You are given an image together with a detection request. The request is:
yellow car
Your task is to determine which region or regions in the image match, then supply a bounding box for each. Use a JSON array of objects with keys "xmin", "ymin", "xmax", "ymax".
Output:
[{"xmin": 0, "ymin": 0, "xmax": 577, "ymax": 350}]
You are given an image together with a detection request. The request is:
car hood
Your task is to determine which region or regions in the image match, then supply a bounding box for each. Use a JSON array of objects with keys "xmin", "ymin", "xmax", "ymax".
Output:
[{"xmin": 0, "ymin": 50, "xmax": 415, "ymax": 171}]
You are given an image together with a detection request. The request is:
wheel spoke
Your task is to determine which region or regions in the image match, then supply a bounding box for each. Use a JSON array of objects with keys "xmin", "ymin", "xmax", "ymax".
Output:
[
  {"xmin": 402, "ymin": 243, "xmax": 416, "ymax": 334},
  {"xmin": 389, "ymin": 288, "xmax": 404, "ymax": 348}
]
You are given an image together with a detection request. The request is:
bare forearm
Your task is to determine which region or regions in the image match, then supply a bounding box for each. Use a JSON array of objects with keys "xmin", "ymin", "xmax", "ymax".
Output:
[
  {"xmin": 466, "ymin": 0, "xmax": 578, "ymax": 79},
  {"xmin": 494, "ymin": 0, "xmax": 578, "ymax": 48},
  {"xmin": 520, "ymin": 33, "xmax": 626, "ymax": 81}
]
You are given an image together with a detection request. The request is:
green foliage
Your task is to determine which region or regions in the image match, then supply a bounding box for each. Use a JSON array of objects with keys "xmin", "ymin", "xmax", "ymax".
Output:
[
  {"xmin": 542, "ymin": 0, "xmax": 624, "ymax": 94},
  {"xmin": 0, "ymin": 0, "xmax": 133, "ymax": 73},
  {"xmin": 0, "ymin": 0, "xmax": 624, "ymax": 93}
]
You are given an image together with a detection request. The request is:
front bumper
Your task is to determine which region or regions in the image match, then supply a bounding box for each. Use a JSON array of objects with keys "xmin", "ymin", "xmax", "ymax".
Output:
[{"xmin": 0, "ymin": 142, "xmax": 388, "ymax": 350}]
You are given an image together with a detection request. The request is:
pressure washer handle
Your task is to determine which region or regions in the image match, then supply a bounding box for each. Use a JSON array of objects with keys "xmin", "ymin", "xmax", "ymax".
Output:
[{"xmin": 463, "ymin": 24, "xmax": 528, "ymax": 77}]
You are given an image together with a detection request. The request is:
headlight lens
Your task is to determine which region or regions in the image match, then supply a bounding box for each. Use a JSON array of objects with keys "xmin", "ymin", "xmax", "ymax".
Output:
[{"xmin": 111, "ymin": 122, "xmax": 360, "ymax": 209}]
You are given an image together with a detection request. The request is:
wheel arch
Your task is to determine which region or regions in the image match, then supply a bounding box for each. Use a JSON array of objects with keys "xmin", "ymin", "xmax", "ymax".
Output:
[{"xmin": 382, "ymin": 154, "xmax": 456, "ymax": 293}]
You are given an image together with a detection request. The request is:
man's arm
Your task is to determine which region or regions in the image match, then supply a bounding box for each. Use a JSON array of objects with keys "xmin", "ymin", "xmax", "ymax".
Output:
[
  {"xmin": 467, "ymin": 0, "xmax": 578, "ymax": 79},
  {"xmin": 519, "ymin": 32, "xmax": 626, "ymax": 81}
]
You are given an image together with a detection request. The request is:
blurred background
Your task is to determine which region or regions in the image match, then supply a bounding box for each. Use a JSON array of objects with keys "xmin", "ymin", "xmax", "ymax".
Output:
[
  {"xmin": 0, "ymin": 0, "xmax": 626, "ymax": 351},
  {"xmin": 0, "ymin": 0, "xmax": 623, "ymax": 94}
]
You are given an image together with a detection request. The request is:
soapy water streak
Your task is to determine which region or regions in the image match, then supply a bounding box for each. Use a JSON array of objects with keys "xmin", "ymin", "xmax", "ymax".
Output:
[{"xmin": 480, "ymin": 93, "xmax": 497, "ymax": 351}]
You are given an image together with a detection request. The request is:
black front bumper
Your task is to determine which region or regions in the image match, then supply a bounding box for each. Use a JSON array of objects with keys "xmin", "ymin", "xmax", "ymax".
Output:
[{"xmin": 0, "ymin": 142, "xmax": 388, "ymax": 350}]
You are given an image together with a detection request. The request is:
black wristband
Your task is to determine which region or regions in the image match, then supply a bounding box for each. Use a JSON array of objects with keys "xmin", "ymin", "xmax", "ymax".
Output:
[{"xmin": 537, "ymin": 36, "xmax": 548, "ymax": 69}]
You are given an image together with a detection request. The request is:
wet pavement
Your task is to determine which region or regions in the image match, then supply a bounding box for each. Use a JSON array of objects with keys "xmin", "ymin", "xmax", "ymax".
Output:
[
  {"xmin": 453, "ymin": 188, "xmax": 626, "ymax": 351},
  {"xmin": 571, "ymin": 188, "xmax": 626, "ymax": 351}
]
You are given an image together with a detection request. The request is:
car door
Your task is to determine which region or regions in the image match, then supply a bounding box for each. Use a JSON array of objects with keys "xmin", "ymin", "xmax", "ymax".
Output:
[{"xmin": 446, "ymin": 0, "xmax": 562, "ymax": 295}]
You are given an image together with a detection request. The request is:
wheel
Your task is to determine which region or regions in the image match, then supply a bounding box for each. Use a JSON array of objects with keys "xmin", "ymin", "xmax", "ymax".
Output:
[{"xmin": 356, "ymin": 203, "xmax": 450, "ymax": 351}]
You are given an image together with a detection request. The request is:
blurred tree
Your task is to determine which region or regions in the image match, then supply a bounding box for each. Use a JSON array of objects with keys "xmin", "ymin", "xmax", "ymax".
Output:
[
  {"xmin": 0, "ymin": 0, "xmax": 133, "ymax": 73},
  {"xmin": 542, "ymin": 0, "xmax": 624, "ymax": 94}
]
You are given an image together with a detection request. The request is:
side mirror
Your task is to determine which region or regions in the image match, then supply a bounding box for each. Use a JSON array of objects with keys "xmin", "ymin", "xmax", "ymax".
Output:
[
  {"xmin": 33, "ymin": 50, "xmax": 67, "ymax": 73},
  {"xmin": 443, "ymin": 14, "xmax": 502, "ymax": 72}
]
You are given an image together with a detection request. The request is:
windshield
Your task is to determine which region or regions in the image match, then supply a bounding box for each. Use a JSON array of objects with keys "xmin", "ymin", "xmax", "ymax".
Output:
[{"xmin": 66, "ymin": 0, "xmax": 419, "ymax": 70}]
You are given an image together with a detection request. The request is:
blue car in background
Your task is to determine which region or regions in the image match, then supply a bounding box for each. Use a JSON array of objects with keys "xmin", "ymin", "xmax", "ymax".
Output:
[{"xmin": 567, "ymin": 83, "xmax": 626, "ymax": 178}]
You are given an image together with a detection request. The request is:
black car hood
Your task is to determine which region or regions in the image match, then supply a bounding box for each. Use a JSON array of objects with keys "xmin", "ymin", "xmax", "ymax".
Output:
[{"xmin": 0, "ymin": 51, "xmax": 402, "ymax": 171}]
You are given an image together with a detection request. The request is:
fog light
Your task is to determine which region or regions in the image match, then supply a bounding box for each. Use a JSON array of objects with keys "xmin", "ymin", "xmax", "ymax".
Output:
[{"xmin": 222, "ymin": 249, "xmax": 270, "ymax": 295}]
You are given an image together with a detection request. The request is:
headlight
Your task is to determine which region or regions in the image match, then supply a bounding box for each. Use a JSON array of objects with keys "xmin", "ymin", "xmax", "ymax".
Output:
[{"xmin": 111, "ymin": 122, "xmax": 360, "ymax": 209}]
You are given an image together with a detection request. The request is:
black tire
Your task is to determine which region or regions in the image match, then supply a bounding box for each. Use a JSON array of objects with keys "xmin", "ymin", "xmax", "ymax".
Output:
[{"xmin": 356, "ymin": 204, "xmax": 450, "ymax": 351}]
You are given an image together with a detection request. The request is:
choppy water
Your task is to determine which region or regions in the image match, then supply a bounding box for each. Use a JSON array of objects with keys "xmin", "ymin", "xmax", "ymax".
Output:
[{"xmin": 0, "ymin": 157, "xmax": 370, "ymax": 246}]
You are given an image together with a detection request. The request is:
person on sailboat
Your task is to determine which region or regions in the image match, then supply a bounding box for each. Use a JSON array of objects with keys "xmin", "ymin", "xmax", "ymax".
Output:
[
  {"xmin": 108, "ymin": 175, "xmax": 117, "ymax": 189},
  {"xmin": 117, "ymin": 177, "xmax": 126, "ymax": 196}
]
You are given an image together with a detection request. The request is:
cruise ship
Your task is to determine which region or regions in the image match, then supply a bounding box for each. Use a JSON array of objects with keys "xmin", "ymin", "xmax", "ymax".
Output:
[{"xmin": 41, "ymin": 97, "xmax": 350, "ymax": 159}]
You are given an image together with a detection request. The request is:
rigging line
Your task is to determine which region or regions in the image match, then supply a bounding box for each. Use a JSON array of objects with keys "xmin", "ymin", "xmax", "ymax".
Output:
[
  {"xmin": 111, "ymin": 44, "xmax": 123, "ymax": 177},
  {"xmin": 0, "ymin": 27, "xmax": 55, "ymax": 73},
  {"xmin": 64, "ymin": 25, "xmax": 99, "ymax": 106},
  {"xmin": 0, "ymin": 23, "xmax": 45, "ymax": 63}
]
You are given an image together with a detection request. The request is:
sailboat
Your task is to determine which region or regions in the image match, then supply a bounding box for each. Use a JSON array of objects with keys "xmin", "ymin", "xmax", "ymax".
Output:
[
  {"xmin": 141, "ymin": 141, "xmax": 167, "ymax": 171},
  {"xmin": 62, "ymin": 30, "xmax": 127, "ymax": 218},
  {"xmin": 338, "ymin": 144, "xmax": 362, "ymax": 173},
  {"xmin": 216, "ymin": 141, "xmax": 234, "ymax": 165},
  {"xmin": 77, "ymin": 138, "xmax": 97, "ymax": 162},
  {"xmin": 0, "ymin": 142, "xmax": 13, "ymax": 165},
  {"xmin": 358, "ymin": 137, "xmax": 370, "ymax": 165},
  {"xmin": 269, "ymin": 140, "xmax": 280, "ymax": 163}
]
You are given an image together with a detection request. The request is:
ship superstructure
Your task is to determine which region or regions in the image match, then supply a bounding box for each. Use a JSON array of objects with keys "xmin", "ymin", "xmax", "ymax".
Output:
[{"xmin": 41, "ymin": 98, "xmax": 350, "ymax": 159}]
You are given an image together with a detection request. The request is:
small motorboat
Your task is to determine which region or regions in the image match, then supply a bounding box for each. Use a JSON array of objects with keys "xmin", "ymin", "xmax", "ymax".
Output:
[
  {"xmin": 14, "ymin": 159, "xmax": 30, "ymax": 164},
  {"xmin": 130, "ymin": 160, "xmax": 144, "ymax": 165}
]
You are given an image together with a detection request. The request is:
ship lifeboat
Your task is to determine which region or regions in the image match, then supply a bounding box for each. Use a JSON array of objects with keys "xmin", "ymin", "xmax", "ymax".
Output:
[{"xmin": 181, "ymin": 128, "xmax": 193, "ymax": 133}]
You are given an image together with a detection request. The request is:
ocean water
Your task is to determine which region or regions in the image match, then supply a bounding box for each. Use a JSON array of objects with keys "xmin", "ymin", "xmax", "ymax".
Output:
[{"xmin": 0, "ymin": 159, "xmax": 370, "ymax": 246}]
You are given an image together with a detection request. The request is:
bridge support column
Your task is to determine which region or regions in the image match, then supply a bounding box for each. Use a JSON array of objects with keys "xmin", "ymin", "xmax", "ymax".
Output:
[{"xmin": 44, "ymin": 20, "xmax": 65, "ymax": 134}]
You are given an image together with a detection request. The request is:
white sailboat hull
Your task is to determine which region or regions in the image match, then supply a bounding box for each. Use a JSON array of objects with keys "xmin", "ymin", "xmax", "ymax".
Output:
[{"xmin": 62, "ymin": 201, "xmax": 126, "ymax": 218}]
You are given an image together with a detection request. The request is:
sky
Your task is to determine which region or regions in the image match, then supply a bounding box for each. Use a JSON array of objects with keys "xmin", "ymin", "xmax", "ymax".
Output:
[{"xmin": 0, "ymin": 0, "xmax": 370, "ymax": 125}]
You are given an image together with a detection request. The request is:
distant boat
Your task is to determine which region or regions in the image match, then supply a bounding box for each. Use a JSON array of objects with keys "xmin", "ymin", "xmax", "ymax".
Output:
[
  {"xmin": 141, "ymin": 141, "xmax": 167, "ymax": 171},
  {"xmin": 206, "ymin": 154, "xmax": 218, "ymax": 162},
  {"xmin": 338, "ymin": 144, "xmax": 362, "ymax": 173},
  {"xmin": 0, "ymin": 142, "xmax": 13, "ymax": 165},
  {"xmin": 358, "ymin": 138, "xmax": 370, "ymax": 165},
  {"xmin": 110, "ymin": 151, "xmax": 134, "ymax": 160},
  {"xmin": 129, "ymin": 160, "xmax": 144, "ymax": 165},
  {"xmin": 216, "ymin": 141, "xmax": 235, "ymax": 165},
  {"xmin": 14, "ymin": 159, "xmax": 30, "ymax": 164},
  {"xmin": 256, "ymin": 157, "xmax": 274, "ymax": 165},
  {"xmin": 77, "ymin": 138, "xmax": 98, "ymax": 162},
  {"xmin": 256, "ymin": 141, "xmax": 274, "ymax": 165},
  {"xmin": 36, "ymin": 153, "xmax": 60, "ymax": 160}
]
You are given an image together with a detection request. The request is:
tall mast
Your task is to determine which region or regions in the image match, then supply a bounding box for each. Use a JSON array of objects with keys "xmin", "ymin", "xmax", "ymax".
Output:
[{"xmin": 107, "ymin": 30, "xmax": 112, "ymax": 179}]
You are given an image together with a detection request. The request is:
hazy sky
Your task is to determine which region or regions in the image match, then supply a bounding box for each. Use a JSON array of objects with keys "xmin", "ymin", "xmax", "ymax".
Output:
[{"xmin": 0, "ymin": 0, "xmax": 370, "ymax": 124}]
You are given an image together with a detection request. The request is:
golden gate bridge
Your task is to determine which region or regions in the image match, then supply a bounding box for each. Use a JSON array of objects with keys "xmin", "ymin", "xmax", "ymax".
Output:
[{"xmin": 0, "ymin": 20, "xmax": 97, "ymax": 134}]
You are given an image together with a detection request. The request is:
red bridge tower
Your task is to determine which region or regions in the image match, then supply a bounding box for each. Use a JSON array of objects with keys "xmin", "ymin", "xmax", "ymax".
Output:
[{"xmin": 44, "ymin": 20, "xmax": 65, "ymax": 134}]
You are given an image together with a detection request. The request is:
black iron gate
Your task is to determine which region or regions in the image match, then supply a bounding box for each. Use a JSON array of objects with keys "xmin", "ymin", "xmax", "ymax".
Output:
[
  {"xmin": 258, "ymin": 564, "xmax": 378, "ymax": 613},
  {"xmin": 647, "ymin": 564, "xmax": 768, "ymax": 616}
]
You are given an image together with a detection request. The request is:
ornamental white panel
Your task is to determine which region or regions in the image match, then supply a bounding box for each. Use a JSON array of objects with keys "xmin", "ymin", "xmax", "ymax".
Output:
★ ★ ★ ★
Show each line from the listing above that contains the word "water".

*The answer*.
soapy water streak
choppy water
ocean water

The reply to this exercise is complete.